→ **Document**:
[Start]

I have been working the phones and emails since the Senate passed S. 510 last week with over-whelming bi-partisan support (or what accounts for that in this political environment) to try and figure out how the Senate could have included a potential revenue provision in Section 107 in S. 510 that is arguably a bit unconstitutional, at least according to some.

Woods.jpgInfamous Section 107 would have had some charges for import inspections and re-inspections for those companies caught causing an outbreak. Whether that provision did or did not violate the “origination” clause of the Constitution at this point is beside the point; once the House leadership said it did it sent the Senate a “Blue Slip.” All now agree that Section 107 will need to be stripped out of S. 510.

In addition, there may well be an issue in the House over the Senate’s insertion of the Tester/Hagen Amendment that would exclude certain smaller farms and facilities from most of the provisions of S. 510.

The question is how, and if food safety legislation that passed the House (H.B. 2749) in July 2009 will become law before years end?

[End]

(Source data)
[Start]

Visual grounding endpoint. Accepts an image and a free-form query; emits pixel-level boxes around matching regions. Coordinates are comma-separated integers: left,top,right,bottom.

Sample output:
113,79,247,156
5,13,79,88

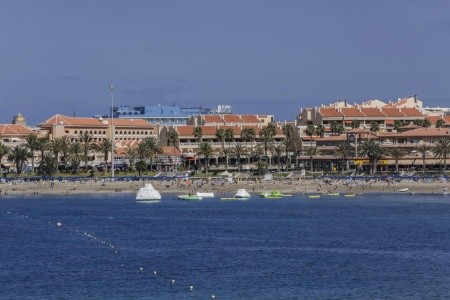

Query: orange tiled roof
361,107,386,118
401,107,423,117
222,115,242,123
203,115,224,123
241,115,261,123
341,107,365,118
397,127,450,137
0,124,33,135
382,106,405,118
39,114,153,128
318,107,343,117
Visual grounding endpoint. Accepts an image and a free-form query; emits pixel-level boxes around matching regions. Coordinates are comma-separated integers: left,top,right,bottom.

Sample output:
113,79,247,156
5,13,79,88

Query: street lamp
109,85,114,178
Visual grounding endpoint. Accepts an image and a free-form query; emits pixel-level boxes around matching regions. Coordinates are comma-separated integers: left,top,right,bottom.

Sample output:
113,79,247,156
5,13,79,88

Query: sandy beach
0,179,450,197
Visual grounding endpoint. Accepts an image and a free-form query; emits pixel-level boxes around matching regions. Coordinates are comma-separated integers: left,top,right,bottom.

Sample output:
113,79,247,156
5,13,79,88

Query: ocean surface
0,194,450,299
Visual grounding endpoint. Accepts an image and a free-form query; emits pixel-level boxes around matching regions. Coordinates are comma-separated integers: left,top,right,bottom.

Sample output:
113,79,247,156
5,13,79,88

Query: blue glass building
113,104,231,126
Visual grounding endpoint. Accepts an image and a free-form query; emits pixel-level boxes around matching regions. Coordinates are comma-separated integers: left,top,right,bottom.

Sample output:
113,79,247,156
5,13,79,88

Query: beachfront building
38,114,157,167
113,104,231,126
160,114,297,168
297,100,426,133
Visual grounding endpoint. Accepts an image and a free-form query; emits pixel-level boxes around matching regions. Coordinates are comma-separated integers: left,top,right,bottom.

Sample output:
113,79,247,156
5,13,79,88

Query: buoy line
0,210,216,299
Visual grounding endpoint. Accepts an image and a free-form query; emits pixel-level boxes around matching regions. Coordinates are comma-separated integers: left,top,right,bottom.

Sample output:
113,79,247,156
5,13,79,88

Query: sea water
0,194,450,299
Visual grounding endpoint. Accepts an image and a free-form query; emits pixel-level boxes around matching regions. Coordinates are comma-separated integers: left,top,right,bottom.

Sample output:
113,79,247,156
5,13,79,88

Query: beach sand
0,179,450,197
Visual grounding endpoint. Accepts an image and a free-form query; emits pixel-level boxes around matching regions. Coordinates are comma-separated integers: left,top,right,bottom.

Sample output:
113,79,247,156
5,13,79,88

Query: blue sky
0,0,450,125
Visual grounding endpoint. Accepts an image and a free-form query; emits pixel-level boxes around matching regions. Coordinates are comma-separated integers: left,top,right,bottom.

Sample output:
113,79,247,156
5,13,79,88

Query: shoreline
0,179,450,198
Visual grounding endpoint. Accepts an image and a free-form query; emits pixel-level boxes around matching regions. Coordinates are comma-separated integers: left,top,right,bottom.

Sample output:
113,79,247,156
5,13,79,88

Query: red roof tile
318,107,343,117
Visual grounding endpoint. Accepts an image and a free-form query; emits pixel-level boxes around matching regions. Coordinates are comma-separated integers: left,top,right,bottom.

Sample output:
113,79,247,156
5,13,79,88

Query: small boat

[End]

→ **Problem set**:
(a) Translate this sentence from the S. 510 article into Spanish: "In addition, there may well be an issue in the House over the Senate’s insertion of the Tester/Hagen Amendment that would exclude certain smaller farms and facilities from most of the provisions of S. 510."
(b) According to the S. 510 article, what did the House leadership send the Senate once it said Section 107 violated the origination clause?

→ **List of solutions**:
(a) Además, bien podría surgir un problema en la Cámara de Representantes por la inclusión, por parte del Senado, de la Enmienda Tester/Hagen, que excluiría a ciertas granjas e instalaciones más pequeñas de la mayoría de las disposiciones de S. 510.

(b) A "Blue Slip."